O que as empresas precisam fazer para sobreviver no novo mercado?
A não ser que você tenha vivido em Plutão nos últimos 10 anos, não é novidade para ninguém que o mercado mudou muito. Na última década vimos ruir verdadeiras fortalezas inexpugnáveis que todos imaginavam ter o seu futuro garantido. Bastava para isso continuar fazendo o que sempre fizeram que tudo se manteria igual. Exemplos não faltam:
Blackberry:a companhia chegou a ter mais de 50% do mercado de celulares nos Estados Unidos, em 2007.
Blockbuster: Nem milhares de clientes fiéis foram capazes de manter seu funcionamento quando surgiu a internet com disponibilização de títulos online, e serviços de streaming em demanda, como Netflix. Inclusive, pasmem, a Blockbuster teve a oportunidade de comprar a Netflix, e não quis, quando ela era uma empresa de delivery de DVD’s. A empresa faliu em 2013.
Yahoo: O Yahoo! era o maior portal de internet do mundo em 2005 e chegou a valer US$ 125 bilhões. Em 2008, já em decadência, negou a proposta de compra pela Microsoft por US$ 44,6 bilhões e acabou sendo vendida este ano por apenas US$ 4,8 bilhões à Verizon.
Editora Abril: Aqui no Brasil, insistindo em vender papel ao invés de conteúdo, o grupo Abril deu entrada na Vara de Falências e Recuperações Judiciais de São Paulo, em 15/08/2018. O valor total da dívida é de R$ 1,6 bilhão sendo que a maior parte está nas mãos dos bancos.

■ REGISTROS DE DADOS

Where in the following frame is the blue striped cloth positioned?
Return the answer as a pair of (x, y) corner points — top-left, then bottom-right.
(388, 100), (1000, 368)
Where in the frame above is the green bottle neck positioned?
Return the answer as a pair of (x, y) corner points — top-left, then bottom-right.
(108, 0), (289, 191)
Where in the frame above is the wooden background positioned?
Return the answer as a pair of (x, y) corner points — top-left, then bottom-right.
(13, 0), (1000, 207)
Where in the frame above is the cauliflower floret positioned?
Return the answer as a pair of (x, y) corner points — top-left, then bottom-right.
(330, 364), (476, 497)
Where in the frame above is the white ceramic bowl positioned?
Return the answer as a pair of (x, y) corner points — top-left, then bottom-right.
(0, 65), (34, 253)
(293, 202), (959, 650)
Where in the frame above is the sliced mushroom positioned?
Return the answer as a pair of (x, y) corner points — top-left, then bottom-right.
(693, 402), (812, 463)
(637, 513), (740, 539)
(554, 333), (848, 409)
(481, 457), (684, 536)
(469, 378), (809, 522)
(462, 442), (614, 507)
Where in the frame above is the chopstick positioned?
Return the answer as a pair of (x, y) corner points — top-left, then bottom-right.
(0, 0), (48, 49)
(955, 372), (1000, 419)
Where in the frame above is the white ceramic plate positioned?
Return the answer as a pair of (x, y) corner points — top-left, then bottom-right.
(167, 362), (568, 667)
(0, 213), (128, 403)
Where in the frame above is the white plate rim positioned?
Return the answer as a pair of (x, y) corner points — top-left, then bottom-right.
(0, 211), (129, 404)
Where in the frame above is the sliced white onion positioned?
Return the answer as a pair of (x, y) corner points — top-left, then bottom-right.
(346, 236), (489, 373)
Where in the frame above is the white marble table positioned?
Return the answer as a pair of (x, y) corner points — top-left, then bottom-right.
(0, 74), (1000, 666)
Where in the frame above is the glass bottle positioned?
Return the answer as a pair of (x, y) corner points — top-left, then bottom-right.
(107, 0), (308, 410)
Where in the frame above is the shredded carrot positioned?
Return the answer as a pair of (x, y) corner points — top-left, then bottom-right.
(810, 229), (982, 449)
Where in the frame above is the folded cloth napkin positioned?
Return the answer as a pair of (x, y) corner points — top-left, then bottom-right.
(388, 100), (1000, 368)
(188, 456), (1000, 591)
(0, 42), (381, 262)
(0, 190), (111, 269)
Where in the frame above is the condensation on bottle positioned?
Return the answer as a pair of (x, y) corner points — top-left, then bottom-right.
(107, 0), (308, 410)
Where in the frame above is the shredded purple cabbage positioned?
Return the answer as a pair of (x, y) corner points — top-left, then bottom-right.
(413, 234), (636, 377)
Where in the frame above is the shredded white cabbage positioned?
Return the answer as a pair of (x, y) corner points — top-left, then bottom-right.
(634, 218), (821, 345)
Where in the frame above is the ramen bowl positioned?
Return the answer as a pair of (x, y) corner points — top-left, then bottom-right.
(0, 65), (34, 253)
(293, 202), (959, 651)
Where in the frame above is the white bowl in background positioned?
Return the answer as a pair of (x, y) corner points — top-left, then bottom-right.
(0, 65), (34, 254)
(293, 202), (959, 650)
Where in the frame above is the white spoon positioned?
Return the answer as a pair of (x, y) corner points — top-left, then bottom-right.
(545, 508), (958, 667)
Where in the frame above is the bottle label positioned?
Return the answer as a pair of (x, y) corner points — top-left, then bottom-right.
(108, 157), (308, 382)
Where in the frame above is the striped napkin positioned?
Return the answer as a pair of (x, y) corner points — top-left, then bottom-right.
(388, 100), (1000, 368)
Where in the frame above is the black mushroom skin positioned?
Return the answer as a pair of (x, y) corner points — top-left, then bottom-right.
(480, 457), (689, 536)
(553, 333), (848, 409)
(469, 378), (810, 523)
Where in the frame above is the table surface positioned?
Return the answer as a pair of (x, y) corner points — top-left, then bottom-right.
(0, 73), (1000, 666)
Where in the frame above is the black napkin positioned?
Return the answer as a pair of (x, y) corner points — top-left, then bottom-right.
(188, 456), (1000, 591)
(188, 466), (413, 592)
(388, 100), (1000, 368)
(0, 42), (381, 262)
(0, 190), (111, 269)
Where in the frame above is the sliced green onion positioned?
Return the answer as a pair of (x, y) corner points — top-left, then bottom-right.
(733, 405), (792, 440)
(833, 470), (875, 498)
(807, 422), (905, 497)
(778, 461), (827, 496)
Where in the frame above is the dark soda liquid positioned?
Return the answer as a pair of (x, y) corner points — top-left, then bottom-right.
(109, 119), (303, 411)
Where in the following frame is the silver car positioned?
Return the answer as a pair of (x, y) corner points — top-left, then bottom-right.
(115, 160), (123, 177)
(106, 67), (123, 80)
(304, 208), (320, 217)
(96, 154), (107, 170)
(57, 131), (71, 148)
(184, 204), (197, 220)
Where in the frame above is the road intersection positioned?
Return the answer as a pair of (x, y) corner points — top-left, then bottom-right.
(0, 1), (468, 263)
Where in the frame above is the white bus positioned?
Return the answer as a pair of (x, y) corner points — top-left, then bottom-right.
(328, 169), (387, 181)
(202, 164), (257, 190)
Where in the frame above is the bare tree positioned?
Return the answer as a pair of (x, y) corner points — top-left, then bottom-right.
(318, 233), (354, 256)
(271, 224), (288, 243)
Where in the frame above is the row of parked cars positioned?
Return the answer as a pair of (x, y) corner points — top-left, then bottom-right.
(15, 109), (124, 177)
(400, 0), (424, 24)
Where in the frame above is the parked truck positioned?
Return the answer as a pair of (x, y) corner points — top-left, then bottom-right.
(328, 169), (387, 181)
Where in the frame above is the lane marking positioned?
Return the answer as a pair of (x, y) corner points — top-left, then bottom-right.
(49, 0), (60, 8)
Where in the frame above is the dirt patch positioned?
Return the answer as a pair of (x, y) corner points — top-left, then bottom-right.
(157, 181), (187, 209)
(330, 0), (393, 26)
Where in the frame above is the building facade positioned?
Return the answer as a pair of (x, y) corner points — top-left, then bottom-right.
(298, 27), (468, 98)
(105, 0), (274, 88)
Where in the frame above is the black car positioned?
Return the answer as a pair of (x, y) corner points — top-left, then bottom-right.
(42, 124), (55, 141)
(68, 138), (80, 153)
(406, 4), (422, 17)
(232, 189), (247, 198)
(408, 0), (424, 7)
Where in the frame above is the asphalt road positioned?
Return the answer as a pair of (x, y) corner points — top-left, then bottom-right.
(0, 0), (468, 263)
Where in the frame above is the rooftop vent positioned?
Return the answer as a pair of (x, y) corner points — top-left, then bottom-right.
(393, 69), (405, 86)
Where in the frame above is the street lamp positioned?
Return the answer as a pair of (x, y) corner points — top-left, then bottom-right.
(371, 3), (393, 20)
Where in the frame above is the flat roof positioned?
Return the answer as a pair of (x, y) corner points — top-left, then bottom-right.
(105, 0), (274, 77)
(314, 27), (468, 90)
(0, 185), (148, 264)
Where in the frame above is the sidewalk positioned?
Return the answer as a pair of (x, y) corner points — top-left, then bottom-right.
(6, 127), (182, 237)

■ LISTA DE TAREFAS
A. Liste as empresas que o texto de leitura apresenta como exemplos, cada uma no início de seu parágrafo.
B. Por favor, reescreva os registros a partir da linha que contém "Where in the frame above is the chopstick" até a linha que contém "(413, 234), (636, 377)", inclusive, e substitua "positioned" por "located", sem mudar mais nada.
Os registros não têm relação com o texto de leitura.

■ RESPOSTAS
A. Blackberry, Blockbuster, Yahoo, Editora Abril

B.
Where in the frame above is the chopstick located?
Return the answer as a pair of (x, y) corner points — top-left, then bottom-right.
(0, 0), (48, 49)
(955, 372), (1000, 419)
Where in the frame above is the white ceramic plate located?
Return the answer as a pair of (x, y) corner points — top-left, then bottom-right.
(167, 362), (568, 667)
(0, 213), (128, 403)
Where in the frame above is the white plate rim located?
Return the answer as a pair of (x, y) corner points — top-left, then bottom-right.
(0, 211), (129, 404)
Where in the frame above is the sliced white onion located?
Return the answer as a pair of (x, y) corner points — top-left, then bottom-right.
(346, 236), (489, 373)
Where in the frame above is the white marble table located?
Return the answer as a pair of (x, y) corner points — top-left, then bottom-right.
(0, 74), (1000, 666)
Where in the frame above is the glass bottle located?
Return the answer as a pair of (x, y) corner points — top-left, then bottom-right.
(107, 0), (308, 410)
Where in the frame above is the shredded carrot located?
Return the answer as a pair of (x, y) corner points — top-left, then bottom-right.
(810, 229), (982, 449)
Where in the frame above is the folded cloth napkin located?
Return the answer as a pair of (x, y) corner points — top-left, then bottom-right.
(388, 100), (1000, 368)
(188, 456), (1000, 591)
(0, 42), (381, 262)
(0, 190), (111, 269)
Where in the frame above is the condensation on bottle located?
Return the answer as a pair of (x, y) corner points — top-left, then bottom-right.
(107, 0), (308, 410)
Where in the frame above is the shredded purple cabbage located?
Return the answer as a pair of (x, y) corner points — top-left, then bottom-right.
(413, 234), (636, 377)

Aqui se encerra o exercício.